En effet, dans ce camp, se trouvait pour l'heure Flavius Sulpitianus, préfet de Rome, beau-père de Pertinax. A. l'instant des premières alarmes, Pertinax l'y avait envoyé, pour s'assurer des prétoriens restés au camp, leur demander secours, ou au moins les contenir. La nouvelle de l'assassinat accompli avait donc trouvé Sulpitianus au milieu des prétoriens, et, ne pouvant plus sauver son gendre, l'idée lui vint de lui succéder. Il commença à intriguer, à cajoler les soldats, à leur promettre de l'argent.

Ainsi les soldats qui d'abord avaient eu peur du peuple, voyant que le peuple ne les attaquait pas, reprenaient leur assurance, et, voyant que Sulpitianus les sollicitait, recommençaient à jouer cette fois encore leur rôle d'arbitres de l'empire ; cette fois encore, cet arbitrage n'était pour eux qu'une occasion de s'enrichir. Quoique Sulpitianus fit de belles offres, ils voulurent essayer de trouver mieux, et sans plus de façon, selon le récit d'Hérodien, ils crièrent du haut de leurs murailles, que les enchérisseurs n'avaient qu'à se présenter à leur porte[1].

Or, il y avait dans Rome un certain Didius Julianus[2], sénateur et consulaire. Sa famille était de Milan, il avait eu pour arrière-grand-père maternel Salvius Julianus, illustre jurisconsulte sous Hadrien ; un autre Salvius Julianus, son oncle, avait péri sous Commode. Il avait été élevé et protégé par la mère de Marc-Aurèle, avait occupé des charges importantes, et sa vie n'était pas sans quelques souvenirs militaires. Aussi sa carrière sous Commode n'avait-elle pas été non plus sans périls. Impliqué dans la même accusation que son oncle, il avait couru de grands dangers ; mais Commode, à cette époque, était encore timide, il venait de faire périr tant de hauts personnages qu'il eut peur d'aller plus loin ; Didius Julianus fut absous.

**Consigne A:** Comptez les lignes des entrées où figure le mot « front », puis donnez seulement ce nombre.
L'extrait et les entrées ne viennent pas de la même source.

**Entrées fournies:**
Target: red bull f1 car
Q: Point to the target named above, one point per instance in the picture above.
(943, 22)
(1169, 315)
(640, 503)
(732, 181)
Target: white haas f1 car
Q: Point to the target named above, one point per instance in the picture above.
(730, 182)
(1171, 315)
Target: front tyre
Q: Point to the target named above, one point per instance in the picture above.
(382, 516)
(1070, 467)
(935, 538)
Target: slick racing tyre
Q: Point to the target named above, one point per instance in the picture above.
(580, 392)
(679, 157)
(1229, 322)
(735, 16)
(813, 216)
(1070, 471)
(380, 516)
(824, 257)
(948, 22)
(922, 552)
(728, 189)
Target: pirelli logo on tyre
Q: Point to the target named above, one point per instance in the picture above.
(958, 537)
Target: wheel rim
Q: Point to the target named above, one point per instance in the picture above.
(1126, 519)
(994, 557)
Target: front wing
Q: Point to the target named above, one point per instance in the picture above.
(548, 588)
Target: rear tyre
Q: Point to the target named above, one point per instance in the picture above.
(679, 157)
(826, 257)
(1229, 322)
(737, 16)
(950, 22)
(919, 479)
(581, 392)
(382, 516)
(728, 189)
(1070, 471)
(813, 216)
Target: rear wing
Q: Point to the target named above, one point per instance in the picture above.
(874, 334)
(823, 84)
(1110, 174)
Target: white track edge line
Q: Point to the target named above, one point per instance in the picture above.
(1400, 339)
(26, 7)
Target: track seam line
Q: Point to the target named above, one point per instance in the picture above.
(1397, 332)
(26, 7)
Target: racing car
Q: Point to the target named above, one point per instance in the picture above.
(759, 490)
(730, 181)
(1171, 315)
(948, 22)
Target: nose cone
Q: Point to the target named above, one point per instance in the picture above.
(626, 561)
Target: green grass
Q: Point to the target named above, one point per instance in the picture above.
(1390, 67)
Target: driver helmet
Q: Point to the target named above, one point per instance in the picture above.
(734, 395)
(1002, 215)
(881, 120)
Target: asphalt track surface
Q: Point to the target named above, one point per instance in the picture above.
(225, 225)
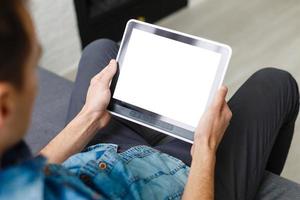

**Consigne B:** D'après l'extrait, de quelle ville était originaire la famille de Didius Julianus ?

**Réponse rédigée A:** 2

**Réponse rédigée B:** Sa famille était de Milan.